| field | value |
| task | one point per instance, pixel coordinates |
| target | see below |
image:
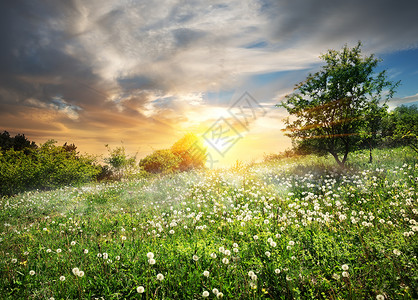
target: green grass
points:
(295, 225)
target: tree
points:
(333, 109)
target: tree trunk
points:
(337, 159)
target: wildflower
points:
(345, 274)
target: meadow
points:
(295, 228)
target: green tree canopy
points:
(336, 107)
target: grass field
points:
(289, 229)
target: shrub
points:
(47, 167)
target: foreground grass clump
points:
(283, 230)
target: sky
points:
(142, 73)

> _Problem details_:
Output the lines of the records as a JSON list of strings, one string per line, with blank lines omitted. Leave the pictures out.

> _Correct response_:
[
  "| field | value |",
  "| task | one point per instance, pixel coordinates |",
  "| target | see below |",
  "image:",
  "target: green grass",
  "points:",
  "(295, 225)",
  "target: tree",
  "points:",
  "(333, 109)",
  "target: tree trunk",
  "points:",
  "(337, 159)",
  "target: wildflower",
  "points:",
  "(345, 274)",
  "target: meadow",
  "points:",
  "(295, 228)",
  "target: green tree canopy",
  "points:",
  "(336, 107)",
  "target: grass field",
  "points:",
  "(289, 229)",
  "target: shrub",
  "points:",
  "(47, 167)",
  "target: foreground grass clump",
  "points:",
  "(283, 230)",
  "target: sky",
  "points:",
  "(142, 73)"
]